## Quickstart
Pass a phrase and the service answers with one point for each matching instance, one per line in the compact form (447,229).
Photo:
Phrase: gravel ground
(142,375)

=-=-=

→ **What the exercise asks**:
Return the whole listing above word for word, with no line left out or altered.

→ **Solved exercise**:
## Quickstart
Pass a phrase and the service answers with one point for each matching instance, one per line in the compact form (447,229).
Photo:
Phrase: gravel ground
(142,375)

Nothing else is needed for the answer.